Quote word for word the lines of the records below that run from the line containing "Could you please locate the green" through the line containing "xmin=98 ymin=0 xmax=350 ymax=263", including both of those lines.

▶ [GIVEN ENTRIES]
───

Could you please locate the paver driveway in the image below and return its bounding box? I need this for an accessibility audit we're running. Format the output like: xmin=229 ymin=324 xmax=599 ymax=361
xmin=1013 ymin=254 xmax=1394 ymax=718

───

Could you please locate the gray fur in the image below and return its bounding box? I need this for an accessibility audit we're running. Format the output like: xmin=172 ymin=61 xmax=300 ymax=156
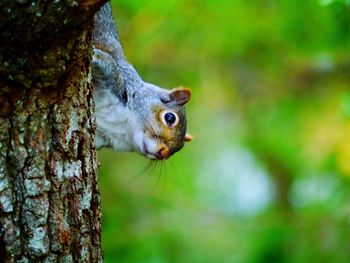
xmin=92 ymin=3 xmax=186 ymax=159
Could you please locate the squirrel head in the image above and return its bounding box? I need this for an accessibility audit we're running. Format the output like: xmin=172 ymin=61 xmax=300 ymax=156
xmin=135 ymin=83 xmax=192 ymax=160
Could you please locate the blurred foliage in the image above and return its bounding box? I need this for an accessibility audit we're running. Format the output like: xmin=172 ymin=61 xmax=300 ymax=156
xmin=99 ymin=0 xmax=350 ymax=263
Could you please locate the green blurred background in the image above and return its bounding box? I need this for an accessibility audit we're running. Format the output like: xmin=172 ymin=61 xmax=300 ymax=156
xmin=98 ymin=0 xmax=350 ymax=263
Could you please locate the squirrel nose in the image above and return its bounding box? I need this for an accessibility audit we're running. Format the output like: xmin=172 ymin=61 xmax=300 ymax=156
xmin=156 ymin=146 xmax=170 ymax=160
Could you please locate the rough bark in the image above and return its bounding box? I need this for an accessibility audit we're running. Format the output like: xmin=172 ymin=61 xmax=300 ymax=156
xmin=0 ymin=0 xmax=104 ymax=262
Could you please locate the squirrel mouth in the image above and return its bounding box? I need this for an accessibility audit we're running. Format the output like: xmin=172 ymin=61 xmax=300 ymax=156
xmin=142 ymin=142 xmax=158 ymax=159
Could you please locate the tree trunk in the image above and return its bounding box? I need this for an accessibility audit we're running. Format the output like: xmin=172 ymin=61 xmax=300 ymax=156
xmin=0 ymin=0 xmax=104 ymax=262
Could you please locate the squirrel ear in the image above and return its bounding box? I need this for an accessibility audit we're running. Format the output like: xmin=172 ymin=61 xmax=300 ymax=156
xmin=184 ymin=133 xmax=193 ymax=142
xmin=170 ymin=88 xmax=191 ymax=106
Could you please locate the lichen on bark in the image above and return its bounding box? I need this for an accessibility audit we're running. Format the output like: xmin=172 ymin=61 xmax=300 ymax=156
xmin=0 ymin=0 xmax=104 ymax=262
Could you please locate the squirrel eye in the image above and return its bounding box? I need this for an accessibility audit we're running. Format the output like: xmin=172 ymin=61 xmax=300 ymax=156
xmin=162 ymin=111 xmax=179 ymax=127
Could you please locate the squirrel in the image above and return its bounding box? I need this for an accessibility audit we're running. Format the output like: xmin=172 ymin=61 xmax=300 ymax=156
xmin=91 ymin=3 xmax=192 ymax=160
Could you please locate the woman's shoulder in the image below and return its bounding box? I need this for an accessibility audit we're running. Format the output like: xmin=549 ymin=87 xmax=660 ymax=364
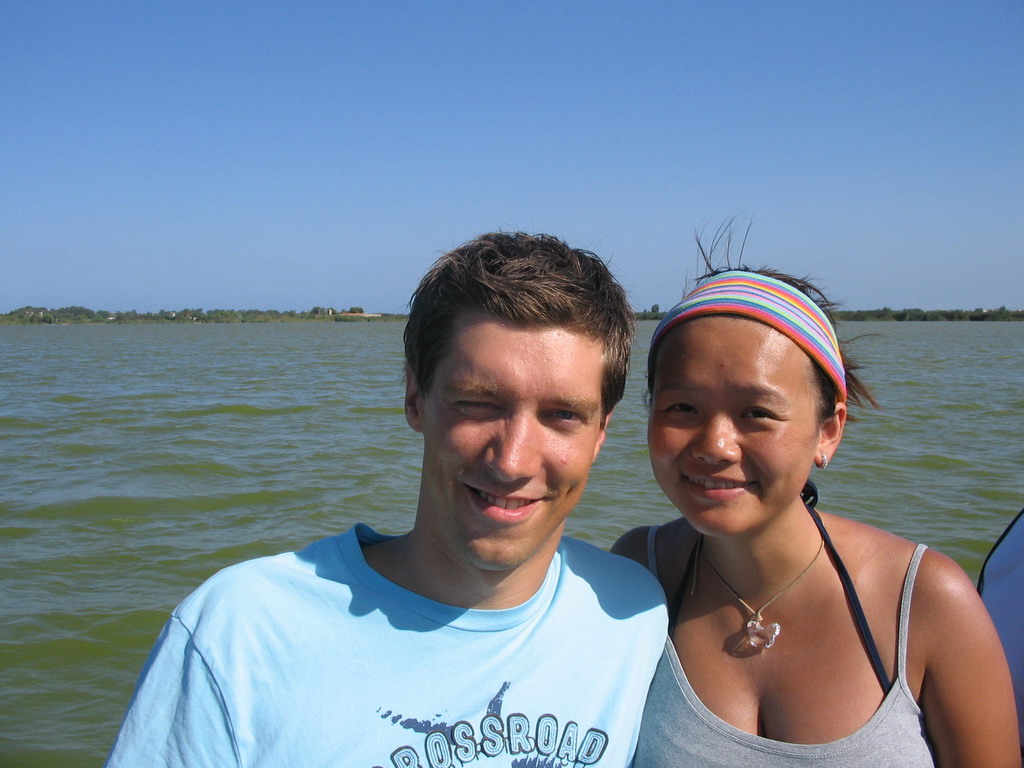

───

▶ [TASK RESULT]
Could you please locate the green blurred background in the image above and return its bounding box? I need this for an accessibility audit we're running. Format the output like: xmin=172 ymin=61 xmax=300 ymax=156
xmin=98 ymin=0 xmax=350 ymax=263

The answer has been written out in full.